***** DOCUMENT EXCERPT *****
Clinical neuroscience has struggled to adequately characterize children who have profound problems regulating their affect, behavior, and cognition but who do not meet the criteria for the most severe form of mood dysregulation - pediatric bipolar disorder. These children are best described as having dysregulation (or impaired self-regulation). Twin studies have revealed significant roles of both genetic and shared environment components to childhood dysregulation. This phenotype has a different genetic architecture and different life course than children with ADHD, oppositional defiant disorder, or depression. Work in our lab has demonstrated that children with problems in self-regulation go on to have severe problems in adulthood.
By characterizing these children as having profound problems with attention, mood swings, and aggression, work in the Althoff laboratory strives to identify modifiable genetic and environmental factors to reduce depression, personality disorders and substance use in adolescence and adulthood. The most fundamental questions about these children remain. How are these children different from children with bipolar disorder? What are the neuroscientific pathways associated with the development of self-regulation? How does dysregulation look throughout the lifespan? How can we characterize these children in a developmentally sensitive and specific way? What are underlying genetic and environmental influences on self-regulation and how do they interact?
*****
EXERCISE A >>
Answer these questions from the text on childhood dysregulation, one answer per line:
(i) According to twin studies, which components play significant roles in childhood dysregulation?
(ii) With which three problems does the Althoff laboratory characterize these children?
(iii) Which outcomes in adolescence and adulthood does the laboratory aim to reduce?
EXERCISE B >>
Translate this sentence from the text on childhood dysregulation into Spanish: "Twin studies have revealed significant roles of both genetic and shared environment components to childhood dysregulation."
EXERCISE C >>
Carry on with the text on childhood dysregulation, adding one paragraph that follows its final sentence.
***** INPUT DATA *****
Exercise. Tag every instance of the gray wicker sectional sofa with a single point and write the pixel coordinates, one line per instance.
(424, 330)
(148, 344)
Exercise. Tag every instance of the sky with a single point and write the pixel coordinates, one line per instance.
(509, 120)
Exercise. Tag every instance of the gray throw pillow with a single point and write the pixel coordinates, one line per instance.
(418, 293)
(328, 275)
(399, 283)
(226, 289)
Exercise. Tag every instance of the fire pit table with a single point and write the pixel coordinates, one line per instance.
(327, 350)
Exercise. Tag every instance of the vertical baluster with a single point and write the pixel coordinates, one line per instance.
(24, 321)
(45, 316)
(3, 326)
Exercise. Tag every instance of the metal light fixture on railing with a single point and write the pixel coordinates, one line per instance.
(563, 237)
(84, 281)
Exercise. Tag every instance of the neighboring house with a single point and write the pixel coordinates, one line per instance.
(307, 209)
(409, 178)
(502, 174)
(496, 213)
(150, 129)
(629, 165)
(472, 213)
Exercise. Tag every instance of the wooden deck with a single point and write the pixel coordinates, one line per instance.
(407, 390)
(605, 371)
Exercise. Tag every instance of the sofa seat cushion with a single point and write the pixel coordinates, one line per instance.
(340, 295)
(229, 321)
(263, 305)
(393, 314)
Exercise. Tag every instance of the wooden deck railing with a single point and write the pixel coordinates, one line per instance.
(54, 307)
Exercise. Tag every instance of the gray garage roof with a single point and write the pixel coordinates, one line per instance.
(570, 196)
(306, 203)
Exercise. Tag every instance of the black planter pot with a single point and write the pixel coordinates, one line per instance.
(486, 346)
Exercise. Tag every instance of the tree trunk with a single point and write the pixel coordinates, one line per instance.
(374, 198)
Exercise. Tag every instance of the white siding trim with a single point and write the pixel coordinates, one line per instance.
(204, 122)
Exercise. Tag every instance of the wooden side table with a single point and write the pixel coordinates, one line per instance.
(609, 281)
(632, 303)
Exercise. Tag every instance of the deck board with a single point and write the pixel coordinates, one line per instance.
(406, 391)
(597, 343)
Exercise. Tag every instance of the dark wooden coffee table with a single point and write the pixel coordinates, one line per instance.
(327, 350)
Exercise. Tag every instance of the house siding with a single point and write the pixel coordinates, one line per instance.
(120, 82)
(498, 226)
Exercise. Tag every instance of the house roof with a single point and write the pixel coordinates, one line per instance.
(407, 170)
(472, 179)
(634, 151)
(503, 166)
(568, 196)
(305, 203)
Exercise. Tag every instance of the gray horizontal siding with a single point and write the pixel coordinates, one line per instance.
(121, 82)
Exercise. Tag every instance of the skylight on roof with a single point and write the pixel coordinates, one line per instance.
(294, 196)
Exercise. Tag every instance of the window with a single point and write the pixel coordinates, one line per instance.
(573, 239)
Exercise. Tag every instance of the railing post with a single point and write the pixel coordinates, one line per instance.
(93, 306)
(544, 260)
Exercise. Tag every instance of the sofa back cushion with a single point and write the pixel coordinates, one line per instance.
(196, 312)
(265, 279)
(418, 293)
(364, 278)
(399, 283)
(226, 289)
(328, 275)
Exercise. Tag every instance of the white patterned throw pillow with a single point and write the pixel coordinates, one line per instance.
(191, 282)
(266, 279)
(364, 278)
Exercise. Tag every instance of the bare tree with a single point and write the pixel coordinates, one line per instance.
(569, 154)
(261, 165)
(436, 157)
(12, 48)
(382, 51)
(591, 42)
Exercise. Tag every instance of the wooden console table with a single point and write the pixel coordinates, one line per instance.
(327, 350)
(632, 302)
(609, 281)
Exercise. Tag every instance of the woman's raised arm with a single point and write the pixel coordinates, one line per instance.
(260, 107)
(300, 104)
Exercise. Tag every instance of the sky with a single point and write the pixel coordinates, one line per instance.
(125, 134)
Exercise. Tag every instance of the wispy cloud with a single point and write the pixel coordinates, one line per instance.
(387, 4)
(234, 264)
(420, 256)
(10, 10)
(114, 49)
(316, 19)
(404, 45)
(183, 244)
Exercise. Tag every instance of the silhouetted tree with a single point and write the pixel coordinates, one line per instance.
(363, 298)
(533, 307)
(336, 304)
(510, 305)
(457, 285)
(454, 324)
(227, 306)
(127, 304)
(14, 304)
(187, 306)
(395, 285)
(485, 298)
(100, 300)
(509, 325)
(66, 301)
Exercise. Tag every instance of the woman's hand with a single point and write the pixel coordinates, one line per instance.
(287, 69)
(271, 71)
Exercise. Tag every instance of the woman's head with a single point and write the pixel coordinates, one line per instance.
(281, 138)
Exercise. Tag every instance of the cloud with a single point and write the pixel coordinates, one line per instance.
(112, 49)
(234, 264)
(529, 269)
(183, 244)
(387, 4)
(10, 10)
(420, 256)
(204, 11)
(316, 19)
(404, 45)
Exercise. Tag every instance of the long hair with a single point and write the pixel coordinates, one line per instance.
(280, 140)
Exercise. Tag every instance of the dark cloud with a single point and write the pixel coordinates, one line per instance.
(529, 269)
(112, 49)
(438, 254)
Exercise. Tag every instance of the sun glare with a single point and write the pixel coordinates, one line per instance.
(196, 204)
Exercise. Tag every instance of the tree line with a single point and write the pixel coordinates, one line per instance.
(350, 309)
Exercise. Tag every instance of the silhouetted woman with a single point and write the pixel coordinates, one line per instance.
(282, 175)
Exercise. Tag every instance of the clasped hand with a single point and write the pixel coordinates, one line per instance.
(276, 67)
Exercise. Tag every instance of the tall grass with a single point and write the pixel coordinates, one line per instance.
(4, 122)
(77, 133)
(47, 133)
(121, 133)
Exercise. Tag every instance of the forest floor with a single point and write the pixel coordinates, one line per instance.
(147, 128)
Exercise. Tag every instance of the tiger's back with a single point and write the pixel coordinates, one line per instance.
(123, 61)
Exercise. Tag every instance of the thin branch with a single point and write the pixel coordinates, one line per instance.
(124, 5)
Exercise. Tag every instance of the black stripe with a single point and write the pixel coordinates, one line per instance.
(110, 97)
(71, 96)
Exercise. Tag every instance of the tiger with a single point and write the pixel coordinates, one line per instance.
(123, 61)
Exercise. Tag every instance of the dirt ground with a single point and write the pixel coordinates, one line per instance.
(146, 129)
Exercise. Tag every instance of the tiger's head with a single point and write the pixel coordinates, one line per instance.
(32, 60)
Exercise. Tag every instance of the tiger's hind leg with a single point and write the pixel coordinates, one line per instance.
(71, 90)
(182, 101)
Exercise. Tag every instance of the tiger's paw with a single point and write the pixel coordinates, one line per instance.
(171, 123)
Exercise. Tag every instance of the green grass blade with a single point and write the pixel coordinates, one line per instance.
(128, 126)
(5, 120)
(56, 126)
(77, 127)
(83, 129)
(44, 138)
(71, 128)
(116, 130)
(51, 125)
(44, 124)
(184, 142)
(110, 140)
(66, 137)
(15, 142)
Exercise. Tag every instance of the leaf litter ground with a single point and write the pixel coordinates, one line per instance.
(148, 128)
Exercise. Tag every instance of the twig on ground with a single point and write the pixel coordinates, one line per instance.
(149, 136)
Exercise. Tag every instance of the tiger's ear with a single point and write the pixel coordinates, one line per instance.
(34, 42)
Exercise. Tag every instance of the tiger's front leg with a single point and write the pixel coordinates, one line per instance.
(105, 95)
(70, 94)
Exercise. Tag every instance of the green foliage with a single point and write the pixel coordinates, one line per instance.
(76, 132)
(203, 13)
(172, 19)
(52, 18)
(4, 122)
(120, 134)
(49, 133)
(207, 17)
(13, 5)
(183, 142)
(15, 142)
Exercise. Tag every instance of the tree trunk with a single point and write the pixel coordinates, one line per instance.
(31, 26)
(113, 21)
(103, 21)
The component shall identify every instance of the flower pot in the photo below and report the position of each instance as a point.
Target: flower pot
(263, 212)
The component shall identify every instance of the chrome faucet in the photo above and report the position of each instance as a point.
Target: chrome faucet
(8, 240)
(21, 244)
*****
RESULT A >>
(i) Both genetic and shared environment components.
(ii) Attention, mood swings, and aggression.
(iii) Depression, personality disorders, and substance use.

RESULT B >>
Los estudios con gemelos han revelado que tanto los componentes genéticos como los del entorno compartido desempeñan un papel significativo en la desregulación infantil.

RESULT C >>
The Althoff lab uses a multi-method approach to answering these questions. This work is done in close collaboration with Drs. Hudziak and Rettew in the Vermont Center for Children, Youth, and Families at UVM. We have additional collaborators in Amsterdam, Rotterdam, Washington University in St. Louis, and McGill University. There are studies specifically designed towards phenotypic definition using statistical models of dimensional and categorical approaches (latent class and latent profile models). Psychophysiological studies are being performed in a cohort of children with and without dysregulation using eye movement and heart rate variability monitoring. Genetic and environmental contributions to this phenotype are being investigated using behavioral genetic (twin and family studies) and statistical/molecular genetic (pedigree-based association of candidate genes and whole genome/copy number variation) approaches. Neuroimaging (structural and functional connectivity) is being performed with our colleagues at McGill and Washington University in St. Louis. Epigenetic studies (whole genome methylation) are being performed with our colleagues in Amsterdam and New York. Examination of early precursors, longitudinal outcome, and associations with suicidality are being performed with colleagues at UVM and in The Netherlands. Intervention and prevention studies are currently being planned.